**Task:** Copy the listing below from its first line through the line containing "M 486 406 L", including both ends. Leave the pictures out of your copy.
>> start Stored data
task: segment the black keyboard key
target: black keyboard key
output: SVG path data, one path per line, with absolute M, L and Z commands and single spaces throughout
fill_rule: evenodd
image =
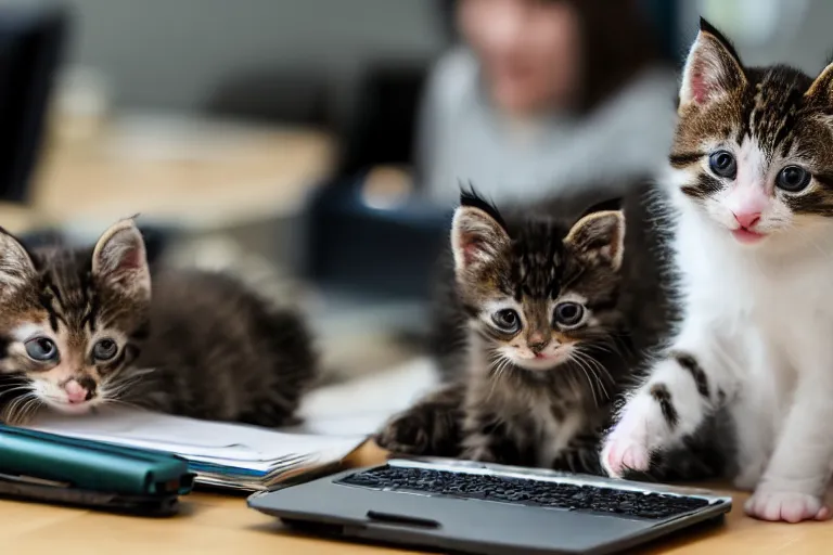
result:
M 649 519 L 669 518 L 708 505 L 708 501 L 700 498 L 397 466 L 356 473 L 339 482 L 379 490 L 411 491 Z

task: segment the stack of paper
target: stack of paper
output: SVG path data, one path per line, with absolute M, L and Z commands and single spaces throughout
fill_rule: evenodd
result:
M 177 454 L 197 482 L 243 490 L 268 489 L 296 475 L 334 465 L 363 436 L 312 436 L 196 421 L 128 409 L 86 416 L 43 414 L 33 429 Z

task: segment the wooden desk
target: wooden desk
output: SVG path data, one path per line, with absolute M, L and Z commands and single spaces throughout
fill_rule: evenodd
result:
M 383 460 L 384 452 L 368 444 L 356 453 L 351 462 L 364 465 Z M 759 522 L 743 515 L 744 494 L 734 499 L 735 508 L 725 526 L 683 533 L 652 545 L 645 553 L 805 555 L 833 551 L 833 522 Z M 0 546 L 2 553 L 61 555 L 412 553 L 293 535 L 275 519 L 247 508 L 242 496 L 206 493 L 184 498 L 182 515 L 169 519 L 0 502 Z
M 29 205 L 0 204 L 0 224 L 13 232 L 61 224 L 100 232 L 134 214 L 195 230 L 294 214 L 335 157 L 332 138 L 309 129 L 136 117 L 85 138 L 59 131 Z

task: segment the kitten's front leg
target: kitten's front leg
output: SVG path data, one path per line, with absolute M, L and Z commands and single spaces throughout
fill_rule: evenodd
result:
M 799 376 L 776 451 L 746 502 L 746 514 L 787 522 L 831 517 L 831 509 L 823 502 L 833 461 L 831 395 L 833 376 Z
M 433 391 L 387 422 L 376 443 L 398 454 L 458 456 L 464 396 L 462 384 Z
M 733 390 L 731 374 L 718 370 L 708 328 L 699 321 L 683 324 L 668 354 L 629 397 L 602 448 L 602 466 L 610 476 L 649 470 L 653 454 L 695 433 Z
M 486 406 L 467 410 L 461 459 L 484 463 L 534 466 L 535 456 L 523 430 L 530 426 L 499 416 Z

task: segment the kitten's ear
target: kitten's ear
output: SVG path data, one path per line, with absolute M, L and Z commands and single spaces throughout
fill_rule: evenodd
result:
M 29 251 L 11 233 L 0 228 L 0 297 L 38 275 Z
M 111 227 L 92 251 L 92 274 L 125 295 L 151 298 L 151 271 L 144 240 L 132 218 Z
M 451 223 L 451 249 L 458 275 L 472 264 L 488 262 L 509 246 L 503 218 L 494 205 L 472 190 L 460 195 Z
M 680 106 L 703 105 L 746 86 L 746 74 L 732 43 L 706 20 L 682 69 Z
M 625 251 L 625 215 L 621 210 L 589 214 L 573 225 L 564 244 L 581 258 L 601 259 L 618 270 Z
M 804 95 L 808 99 L 817 99 L 823 104 L 833 102 L 833 62 L 821 70 Z

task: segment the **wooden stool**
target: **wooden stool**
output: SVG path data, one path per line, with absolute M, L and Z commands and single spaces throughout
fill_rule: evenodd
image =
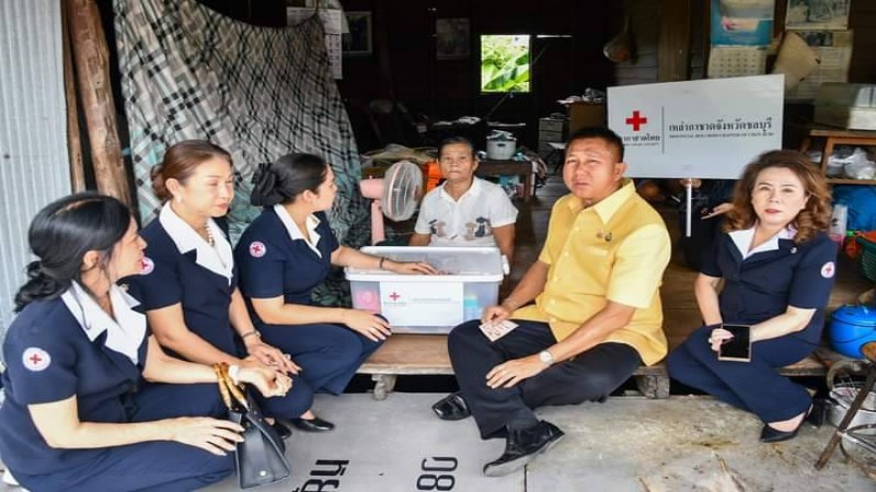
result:
M 867 397 L 867 395 L 869 395 L 874 384 L 876 384 L 876 342 L 869 342 L 865 344 L 861 348 L 861 352 L 864 353 L 864 358 L 869 365 L 867 368 L 867 379 L 864 382 L 864 386 L 861 388 L 861 390 L 857 391 L 857 396 L 855 397 L 854 401 L 852 401 L 849 410 L 845 412 L 845 417 L 843 417 L 842 422 L 840 422 L 840 425 L 833 432 L 828 445 L 825 447 L 825 450 L 821 452 L 821 456 L 815 464 L 815 468 L 818 470 L 820 470 L 825 464 L 828 462 L 830 455 L 833 454 L 833 450 L 837 449 L 837 445 L 840 444 L 840 440 L 846 435 L 849 424 L 852 423 L 852 419 L 854 419 L 857 411 L 861 410 L 861 406 L 864 405 L 864 399 Z M 873 444 L 863 442 L 858 444 L 861 444 L 868 452 L 876 454 L 876 446 Z

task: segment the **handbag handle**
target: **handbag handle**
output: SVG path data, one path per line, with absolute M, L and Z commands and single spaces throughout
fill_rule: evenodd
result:
M 226 407 L 228 407 L 229 410 L 234 410 L 234 403 L 237 402 L 249 410 L 250 405 L 246 402 L 246 396 L 243 394 L 243 385 L 238 386 L 231 380 L 231 376 L 228 374 L 228 363 L 218 362 L 212 365 L 212 370 L 216 373 L 216 380 L 219 384 L 219 394 L 222 396 L 222 401 L 224 401 Z

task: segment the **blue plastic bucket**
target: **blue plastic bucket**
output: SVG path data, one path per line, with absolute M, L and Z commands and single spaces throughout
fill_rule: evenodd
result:
M 828 337 L 837 352 L 862 359 L 861 348 L 876 341 L 876 307 L 842 306 L 834 311 Z

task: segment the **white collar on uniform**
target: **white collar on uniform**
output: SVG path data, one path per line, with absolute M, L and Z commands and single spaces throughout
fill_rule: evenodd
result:
M 113 305 L 115 319 L 76 281 L 61 294 L 61 300 L 79 321 L 89 340 L 94 341 L 106 331 L 106 342 L 104 342 L 106 348 L 137 363 L 137 352 L 146 337 L 146 315 L 132 309 L 140 304 L 137 300 L 113 284 L 110 288 L 110 302 Z
M 481 179 L 479 179 L 477 177 L 473 177 L 472 178 L 472 186 L 470 186 L 469 189 L 466 189 L 465 192 L 462 194 L 461 197 L 459 197 L 459 200 L 454 200 L 453 197 L 451 197 L 450 194 L 446 191 L 446 187 L 447 187 L 447 181 L 445 181 L 441 185 L 439 195 L 445 200 L 449 200 L 449 201 L 452 201 L 454 203 L 459 203 L 460 201 L 462 201 L 463 198 L 465 198 L 465 197 L 468 197 L 470 195 L 472 197 L 476 197 L 476 196 L 481 195 Z
M 180 215 L 171 209 L 170 202 L 164 203 L 164 207 L 161 208 L 161 214 L 159 214 L 158 220 L 174 244 L 176 244 L 176 249 L 180 253 L 186 254 L 195 249 L 197 251 L 195 262 L 216 274 L 227 278 L 228 284 L 231 285 L 231 278 L 234 276 L 234 254 L 222 230 L 212 219 L 207 221 L 207 227 L 210 229 L 215 246 L 210 246 L 207 239 L 200 237 L 200 234 L 195 232 L 184 220 L 180 219 Z
M 797 231 L 794 227 L 787 226 L 775 233 L 765 243 L 761 244 L 760 246 L 749 251 L 748 248 L 749 246 L 751 246 L 751 241 L 754 238 L 754 227 L 757 227 L 757 224 L 750 229 L 731 231 L 729 233 L 733 243 L 736 245 L 736 249 L 738 249 L 739 253 L 742 255 L 742 259 L 746 259 L 756 253 L 772 251 L 779 249 L 779 239 L 793 239 L 794 235 L 797 234 Z
M 286 211 L 286 207 L 279 203 L 275 204 L 274 213 L 280 218 L 280 222 L 283 222 L 283 225 L 286 226 L 286 231 L 289 233 L 289 237 L 291 237 L 292 241 L 303 241 L 308 247 L 313 250 L 313 253 L 322 258 L 322 253 L 320 253 L 320 249 L 316 247 L 316 245 L 320 244 L 320 237 L 322 237 L 320 236 L 320 233 L 316 232 L 316 226 L 320 225 L 320 220 L 316 219 L 316 215 L 312 213 L 308 215 L 307 226 L 308 235 L 310 236 L 310 241 L 308 241 L 308 238 L 304 237 L 304 234 L 301 233 L 301 230 L 298 229 L 298 224 L 295 223 L 292 216 L 289 215 L 288 211 Z

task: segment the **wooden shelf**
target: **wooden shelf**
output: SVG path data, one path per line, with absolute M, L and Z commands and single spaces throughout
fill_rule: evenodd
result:
M 803 140 L 802 152 L 806 152 L 812 145 L 812 140 L 823 140 L 825 147 L 821 151 L 821 162 L 819 167 L 822 174 L 827 174 L 828 160 L 833 154 L 834 145 L 862 145 L 876 147 L 876 131 L 843 130 L 829 127 L 811 127 L 809 134 Z M 843 179 L 827 178 L 829 185 L 863 185 L 874 186 L 876 179 Z

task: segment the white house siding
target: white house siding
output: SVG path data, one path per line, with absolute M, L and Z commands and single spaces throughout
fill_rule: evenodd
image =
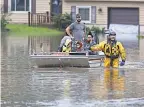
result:
M 69 0 L 67 0 L 69 1 Z M 139 24 L 144 25 L 144 2 L 97 2 L 95 1 L 85 1 L 85 2 L 67 2 L 63 1 L 63 10 L 62 12 L 70 13 L 71 12 L 71 6 L 96 6 L 96 24 L 100 26 L 107 27 L 108 24 L 108 7 L 135 7 L 139 8 Z M 102 13 L 98 12 L 98 9 L 102 8 Z M 144 26 L 141 27 L 141 32 L 144 31 Z
M 36 12 L 45 13 L 50 11 L 50 0 L 36 0 Z

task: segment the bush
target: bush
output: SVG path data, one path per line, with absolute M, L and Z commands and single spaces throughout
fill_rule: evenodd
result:
M 68 13 L 53 15 L 52 21 L 54 22 L 54 26 L 59 29 L 65 29 L 72 23 L 71 15 Z
M 3 11 L 3 6 L 1 7 L 1 30 L 5 31 L 6 30 L 6 25 L 9 24 L 9 21 L 11 19 L 9 18 L 11 14 L 9 13 L 4 13 Z
M 105 28 L 99 28 L 99 27 L 95 27 L 92 26 L 91 29 L 89 27 L 86 27 L 86 32 L 88 33 L 89 31 L 93 31 L 95 34 L 99 34 L 99 33 L 104 33 L 104 29 Z

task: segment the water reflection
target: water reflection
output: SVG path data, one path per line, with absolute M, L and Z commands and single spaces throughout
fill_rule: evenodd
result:
M 37 38 L 37 39 L 36 39 Z M 55 51 L 62 37 L 33 37 L 50 41 Z M 3 107 L 112 107 L 144 105 L 144 72 L 141 69 L 33 68 L 30 38 L 2 37 L 1 97 Z M 52 42 L 51 42 L 52 41 Z M 128 51 L 128 61 L 143 58 L 140 50 Z M 46 44 L 47 46 L 47 44 Z M 52 50 L 52 48 L 54 49 Z M 36 48 L 36 49 L 37 49 Z M 45 49 L 45 48 L 44 48 Z M 38 50 L 38 49 L 37 49 Z M 139 54 L 140 52 L 140 54 Z M 132 56 L 132 57 L 129 57 Z M 137 59 L 139 58 L 139 59 Z

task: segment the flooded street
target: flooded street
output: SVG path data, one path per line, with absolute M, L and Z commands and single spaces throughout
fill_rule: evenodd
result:
M 41 38 L 49 51 L 61 40 Z M 2 37 L 2 107 L 144 107 L 144 39 L 123 43 L 132 69 L 34 68 L 28 37 Z

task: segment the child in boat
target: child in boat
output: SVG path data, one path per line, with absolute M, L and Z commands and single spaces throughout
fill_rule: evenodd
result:
M 72 40 L 71 39 L 67 39 L 65 44 L 62 46 L 62 52 L 71 52 L 71 42 Z
M 71 39 L 70 36 L 65 32 L 66 36 L 64 36 L 60 42 L 60 46 L 58 47 L 58 52 L 62 52 L 63 45 L 66 43 L 67 39 Z
M 84 50 L 87 51 L 89 55 L 96 55 L 96 52 L 89 50 L 93 45 L 96 45 L 96 42 L 94 41 L 92 33 L 89 32 L 87 39 L 84 40 Z

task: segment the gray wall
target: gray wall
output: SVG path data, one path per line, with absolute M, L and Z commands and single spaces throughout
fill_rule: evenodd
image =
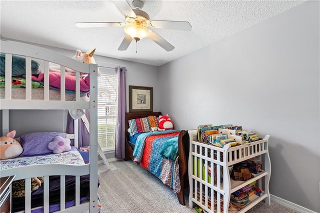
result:
M 160 109 L 176 128 L 233 124 L 270 134 L 271 194 L 316 212 L 319 6 L 307 2 L 162 66 L 159 74 Z

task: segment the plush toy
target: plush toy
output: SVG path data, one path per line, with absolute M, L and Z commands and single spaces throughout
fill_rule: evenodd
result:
>> end Stored data
**Task output:**
task: segment the black keyboard key
target: black keyboard key
output: SVG path data, one path per line, with absolute M, L and Z commands and single spaces throughout
fill_rule: evenodd
image =
result:
M 649 519 L 669 518 L 708 505 L 708 501 L 700 498 L 397 466 L 356 473 L 339 482 L 379 490 L 411 491 Z

task: segment the stack of paper
target: stack of paper
output: SVG path data, one path per line, with absolute M, L and Z commands and single spaces throughout
fill_rule: evenodd
result:
M 177 454 L 197 482 L 243 490 L 268 489 L 296 475 L 334 465 L 363 436 L 312 436 L 196 421 L 128 409 L 86 416 L 43 414 L 33 429 Z

task: segment the wooden desk
target: wooden desk
output: SVG path data, one path per line, with absolute M, L and Z commands and single spaces throughout
fill_rule: evenodd
result:
M 383 460 L 384 452 L 368 444 L 356 453 L 351 462 L 364 465 Z M 759 522 L 743 515 L 744 494 L 734 499 L 735 508 L 725 526 L 683 533 L 652 545 L 645 553 L 805 555 L 833 551 L 833 522 Z M 0 546 L 2 553 L 61 555 L 412 553 L 293 535 L 275 519 L 247 508 L 242 496 L 206 493 L 184 498 L 182 515 L 169 519 L 0 502 Z
M 29 205 L 0 204 L 0 224 L 13 232 L 61 224 L 100 232 L 134 214 L 195 230 L 294 214 L 335 157 L 332 138 L 309 129 L 136 117 L 85 138 L 59 131 Z

task: segment the kitten's front leg
target: kitten's front leg
output: SVG path data, one path per line, with absolute M, L and Z commands and single spaces throughout
fill_rule: evenodd
result:
M 799 376 L 776 451 L 746 502 L 746 514 L 787 522 L 831 517 L 831 509 L 823 502 L 833 461 L 831 395 L 833 376 Z
M 433 391 L 387 422 L 376 443 L 398 454 L 458 456 L 464 396 L 462 384 Z
M 733 390 L 731 374 L 718 370 L 708 328 L 699 321 L 683 324 L 668 354 L 629 397 L 602 448 L 602 466 L 610 476 L 649 470 L 653 454 L 695 433 Z
M 486 406 L 467 410 L 461 459 L 484 463 L 534 466 L 535 456 L 523 430 L 530 426 L 499 416 Z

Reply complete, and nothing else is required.